**** Given data ****

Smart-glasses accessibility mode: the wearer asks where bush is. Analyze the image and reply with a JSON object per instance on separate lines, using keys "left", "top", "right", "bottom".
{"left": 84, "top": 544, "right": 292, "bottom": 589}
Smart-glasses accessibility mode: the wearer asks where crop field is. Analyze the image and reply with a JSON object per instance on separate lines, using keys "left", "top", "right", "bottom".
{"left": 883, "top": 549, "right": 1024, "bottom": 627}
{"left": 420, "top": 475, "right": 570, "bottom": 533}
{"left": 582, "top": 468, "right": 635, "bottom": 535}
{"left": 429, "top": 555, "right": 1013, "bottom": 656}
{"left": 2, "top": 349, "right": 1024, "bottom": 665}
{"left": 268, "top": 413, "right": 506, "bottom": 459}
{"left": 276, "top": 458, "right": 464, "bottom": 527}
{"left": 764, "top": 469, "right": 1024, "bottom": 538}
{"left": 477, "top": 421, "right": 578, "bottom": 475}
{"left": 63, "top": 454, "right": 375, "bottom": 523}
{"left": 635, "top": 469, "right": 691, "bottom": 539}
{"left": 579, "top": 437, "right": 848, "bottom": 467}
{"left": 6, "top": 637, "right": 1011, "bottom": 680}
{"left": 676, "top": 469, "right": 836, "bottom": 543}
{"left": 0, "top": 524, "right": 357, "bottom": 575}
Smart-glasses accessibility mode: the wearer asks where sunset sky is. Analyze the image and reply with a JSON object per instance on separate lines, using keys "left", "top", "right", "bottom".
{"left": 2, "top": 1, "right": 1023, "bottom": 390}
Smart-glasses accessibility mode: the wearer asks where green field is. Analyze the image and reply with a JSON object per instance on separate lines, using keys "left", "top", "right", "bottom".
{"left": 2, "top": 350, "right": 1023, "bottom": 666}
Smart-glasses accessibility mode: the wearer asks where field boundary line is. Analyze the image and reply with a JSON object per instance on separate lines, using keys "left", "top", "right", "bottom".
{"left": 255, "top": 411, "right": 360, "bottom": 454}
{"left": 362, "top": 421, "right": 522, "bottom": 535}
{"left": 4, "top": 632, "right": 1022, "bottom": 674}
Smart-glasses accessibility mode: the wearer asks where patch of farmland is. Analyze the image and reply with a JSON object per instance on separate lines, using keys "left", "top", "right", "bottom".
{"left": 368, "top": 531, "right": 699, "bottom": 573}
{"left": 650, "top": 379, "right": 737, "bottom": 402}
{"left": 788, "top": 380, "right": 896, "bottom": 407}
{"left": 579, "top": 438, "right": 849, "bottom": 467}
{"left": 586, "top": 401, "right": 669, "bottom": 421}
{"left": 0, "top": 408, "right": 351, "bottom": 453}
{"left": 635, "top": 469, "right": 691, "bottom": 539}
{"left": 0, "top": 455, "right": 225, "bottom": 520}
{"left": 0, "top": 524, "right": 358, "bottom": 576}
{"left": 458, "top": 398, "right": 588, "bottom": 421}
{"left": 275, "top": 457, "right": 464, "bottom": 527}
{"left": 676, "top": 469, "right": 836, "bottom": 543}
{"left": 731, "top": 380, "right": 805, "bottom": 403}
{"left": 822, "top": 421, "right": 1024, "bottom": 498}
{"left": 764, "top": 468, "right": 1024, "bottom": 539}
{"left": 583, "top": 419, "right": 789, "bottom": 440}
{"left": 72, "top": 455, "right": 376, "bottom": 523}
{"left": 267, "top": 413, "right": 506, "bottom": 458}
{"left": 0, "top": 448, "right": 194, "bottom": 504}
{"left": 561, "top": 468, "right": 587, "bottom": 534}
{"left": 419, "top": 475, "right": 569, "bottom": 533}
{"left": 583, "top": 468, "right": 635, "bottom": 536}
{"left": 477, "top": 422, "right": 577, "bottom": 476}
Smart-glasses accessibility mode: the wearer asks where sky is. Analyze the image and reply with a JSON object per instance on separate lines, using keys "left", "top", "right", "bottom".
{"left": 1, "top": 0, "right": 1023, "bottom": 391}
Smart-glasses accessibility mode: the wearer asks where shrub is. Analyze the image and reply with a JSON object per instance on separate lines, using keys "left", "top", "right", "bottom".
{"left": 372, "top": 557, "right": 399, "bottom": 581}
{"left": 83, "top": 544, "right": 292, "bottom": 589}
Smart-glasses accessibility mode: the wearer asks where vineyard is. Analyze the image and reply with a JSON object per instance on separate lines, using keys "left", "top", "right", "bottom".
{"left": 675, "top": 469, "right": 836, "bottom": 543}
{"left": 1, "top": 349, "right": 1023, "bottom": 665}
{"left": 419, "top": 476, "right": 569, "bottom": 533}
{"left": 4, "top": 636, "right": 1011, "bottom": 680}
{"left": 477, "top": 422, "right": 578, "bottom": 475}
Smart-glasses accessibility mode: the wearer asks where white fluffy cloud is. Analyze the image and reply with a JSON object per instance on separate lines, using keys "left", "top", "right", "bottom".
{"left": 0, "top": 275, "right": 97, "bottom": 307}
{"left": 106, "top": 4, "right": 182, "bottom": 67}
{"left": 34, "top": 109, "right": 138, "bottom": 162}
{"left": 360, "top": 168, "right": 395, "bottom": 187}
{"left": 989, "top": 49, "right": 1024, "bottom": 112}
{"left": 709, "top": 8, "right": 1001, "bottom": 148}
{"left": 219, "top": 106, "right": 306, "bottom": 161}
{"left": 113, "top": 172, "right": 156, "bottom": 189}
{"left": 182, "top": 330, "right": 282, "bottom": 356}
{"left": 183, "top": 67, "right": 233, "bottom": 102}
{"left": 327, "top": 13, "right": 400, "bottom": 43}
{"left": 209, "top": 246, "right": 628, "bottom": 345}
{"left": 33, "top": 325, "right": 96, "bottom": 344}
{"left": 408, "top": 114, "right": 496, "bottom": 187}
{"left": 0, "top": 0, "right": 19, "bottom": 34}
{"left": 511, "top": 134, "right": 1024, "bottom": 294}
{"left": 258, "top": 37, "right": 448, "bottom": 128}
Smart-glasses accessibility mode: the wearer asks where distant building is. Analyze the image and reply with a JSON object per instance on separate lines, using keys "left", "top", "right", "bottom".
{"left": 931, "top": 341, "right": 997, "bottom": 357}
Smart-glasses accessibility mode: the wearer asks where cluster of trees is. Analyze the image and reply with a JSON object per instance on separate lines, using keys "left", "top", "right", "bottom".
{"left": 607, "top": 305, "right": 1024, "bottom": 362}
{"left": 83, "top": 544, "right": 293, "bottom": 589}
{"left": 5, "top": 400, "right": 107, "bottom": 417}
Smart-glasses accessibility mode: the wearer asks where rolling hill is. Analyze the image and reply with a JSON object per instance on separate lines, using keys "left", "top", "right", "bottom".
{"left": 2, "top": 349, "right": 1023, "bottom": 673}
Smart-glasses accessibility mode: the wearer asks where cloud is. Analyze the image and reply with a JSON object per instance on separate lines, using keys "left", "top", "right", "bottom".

****

- Requirement:
The full set of entries must be restated exactly, with none omitted.

- Written response:
Smart-glasses accessibility mode: the wearer asks where bush is. Analyze the image and reply with a JSON object per instance on separate lines, using keys "left", "top", "right", "bottom".
{"left": 84, "top": 544, "right": 292, "bottom": 589}
Smart-glasses accessibility mode: the wearer asks where crop field is. Analyze the image and reply with a JSON object per instance on separate lines, using keys "left", "top", "right", "bottom".
{"left": 883, "top": 549, "right": 1024, "bottom": 627}
{"left": 420, "top": 475, "right": 570, "bottom": 533}
{"left": 582, "top": 468, "right": 635, "bottom": 535}
{"left": 429, "top": 555, "right": 1013, "bottom": 656}
{"left": 2, "top": 349, "right": 1024, "bottom": 665}
{"left": 268, "top": 413, "right": 506, "bottom": 459}
{"left": 276, "top": 458, "right": 464, "bottom": 527}
{"left": 764, "top": 469, "right": 1024, "bottom": 538}
{"left": 477, "top": 421, "right": 578, "bottom": 475}
{"left": 63, "top": 454, "right": 375, "bottom": 523}
{"left": 635, "top": 469, "right": 691, "bottom": 539}
{"left": 579, "top": 437, "right": 848, "bottom": 467}
{"left": 6, "top": 637, "right": 1011, "bottom": 680}
{"left": 676, "top": 469, "right": 836, "bottom": 543}
{"left": 0, "top": 524, "right": 357, "bottom": 575}
Smart-glasses accessibility mode: the wearer asks where sunset sky is. Analyze the image and reply with a JSON object per instance on separate lines, using keys "left", "top", "right", "bottom".
{"left": 2, "top": 1, "right": 1023, "bottom": 390}
Smart-glasses accessibility mode: the wearer asks where green field is. Analyze the image and reply with a JSON object per instance on separate lines, using keys "left", "top", "right", "bottom".
{"left": 2, "top": 350, "right": 1023, "bottom": 666}
Smart-glasses accessibility mode: the wearer asks where field boundary line is. Analyze the image and reply with a JSON object per instance on separate lines, using keys "left", "top", "right", "bottom".
{"left": 255, "top": 411, "right": 360, "bottom": 454}
{"left": 362, "top": 421, "right": 522, "bottom": 535}
{"left": 4, "top": 632, "right": 1022, "bottom": 674}
Smart-glasses accessibility mode: the wearer asks where patch of farmland is. Analyze the image and reply with a JSON object per instance on separate lines, using keys "left", "top", "right", "bottom".
{"left": 368, "top": 531, "right": 699, "bottom": 573}
{"left": 650, "top": 379, "right": 737, "bottom": 402}
{"left": 788, "top": 380, "right": 896, "bottom": 407}
{"left": 579, "top": 438, "right": 849, "bottom": 467}
{"left": 586, "top": 401, "right": 669, "bottom": 421}
{"left": 0, "top": 408, "right": 351, "bottom": 453}
{"left": 635, "top": 469, "right": 691, "bottom": 539}
{"left": 0, "top": 455, "right": 225, "bottom": 520}
{"left": 0, "top": 524, "right": 358, "bottom": 576}
{"left": 458, "top": 398, "right": 588, "bottom": 421}
{"left": 275, "top": 457, "right": 464, "bottom": 527}
{"left": 676, "top": 469, "right": 836, "bottom": 543}
{"left": 731, "top": 380, "right": 805, "bottom": 403}
{"left": 822, "top": 421, "right": 1024, "bottom": 498}
{"left": 764, "top": 468, "right": 1024, "bottom": 539}
{"left": 583, "top": 419, "right": 789, "bottom": 440}
{"left": 72, "top": 455, "right": 376, "bottom": 523}
{"left": 267, "top": 413, "right": 506, "bottom": 458}
{"left": 0, "top": 448, "right": 194, "bottom": 504}
{"left": 561, "top": 468, "right": 587, "bottom": 534}
{"left": 419, "top": 475, "right": 569, "bottom": 533}
{"left": 583, "top": 468, "right": 635, "bottom": 536}
{"left": 477, "top": 422, "right": 577, "bottom": 476}
Smart-glasses accessibility mode: the wearer asks where sky is. Analyze the image and reply with a JSON object per instance on separate lines, using keys "left", "top", "right", "bottom".
{"left": 1, "top": 0, "right": 1023, "bottom": 391}
Smart-glasses accessibility mode: the wearer asks where shrub is. Analyze the image and reply with a JSON object per instance on separate lines, using keys "left", "top", "right", "bottom".
{"left": 372, "top": 557, "right": 399, "bottom": 581}
{"left": 83, "top": 544, "right": 292, "bottom": 589}
Smart-glasses accessibility mode: the wearer asks where vineyard is. Analyze the image and reply with a JSON object per instance on separate lines, using keys "left", "top", "right", "bottom".
{"left": 675, "top": 469, "right": 836, "bottom": 543}
{"left": 1, "top": 349, "right": 1023, "bottom": 665}
{"left": 419, "top": 476, "right": 569, "bottom": 533}
{"left": 4, "top": 636, "right": 1011, "bottom": 680}
{"left": 477, "top": 422, "right": 578, "bottom": 475}
Smart-glasses accessibility mode: the wearer asks where white fluffy cloud is. Analyze the image and reply with a JSON object per instance on separate lines, using keys "left", "top", "right", "bottom".
{"left": 0, "top": 275, "right": 97, "bottom": 307}
{"left": 106, "top": 4, "right": 182, "bottom": 67}
{"left": 34, "top": 109, "right": 138, "bottom": 162}
{"left": 360, "top": 168, "right": 395, "bottom": 187}
{"left": 989, "top": 49, "right": 1024, "bottom": 112}
{"left": 709, "top": 8, "right": 1001, "bottom": 148}
{"left": 219, "top": 106, "right": 306, "bottom": 161}
{"left": 113, "top": 172, "right": 156, "bottom": 189}
{"left": 182, "top": 330, "right": 282, "bottom": 356}
{"left": 183, "top": 67, "right": 233, "bottom": 102}
{"left": 327, "top": 13, "right": 400, "bottom": 43}
{"left": 209, "top": 246, "right": 628, "bottom": 345}
{"left": 33, "top": 325, "right": 96, "bottom": 344}
{"left": 408, "top": 114, "right": 496, "bottom": 187}
{"left": 0, "top": 0, "right": 19, "bottom": 34}
{"left": 511, "top": 134, "right": 1024, "bottom": 294}
{"left": 258, "top": 37, "right": 448, "bottom": 128}
Smart-glasses accessibility mode: the wearer asks where distant building is. Analyze the image and reply with a JSON object per instance on separate lines, using keys "left", "top", "right", "bottom".
{"left": 931, "top": 341, "right": 997, "bottom": 357}
Smart-glasses accessibility mode: the wearer asks where cluster of trees is. Analyze the image and reply with a JSON object per instance on separate lines, using keys "left", "top", "right", "bottom".
{"left": 607, "top": 305, "right": 1024, "bottom": 362}
{"left": 83, "top": 544, "right": 293, "bottom": 589}
{"left": 5, "top": 400, "right": 107, "bottom": 417}
Smart-glasses accessibility mode: the wearer asks where rolling hill is. Analyze the image and reply with a JSON object per instance on separate lines, using keys "left", "top", "right", "bottom".
{"left": 2, "top": 349, "right": 1023, "bottom": 673}
Smart-glasses accessibility mode: the wearer asks where cloud is. Analyze the image and reply with a JSON object per instance on separate lines, using keys "left", "top", "right", "bottom".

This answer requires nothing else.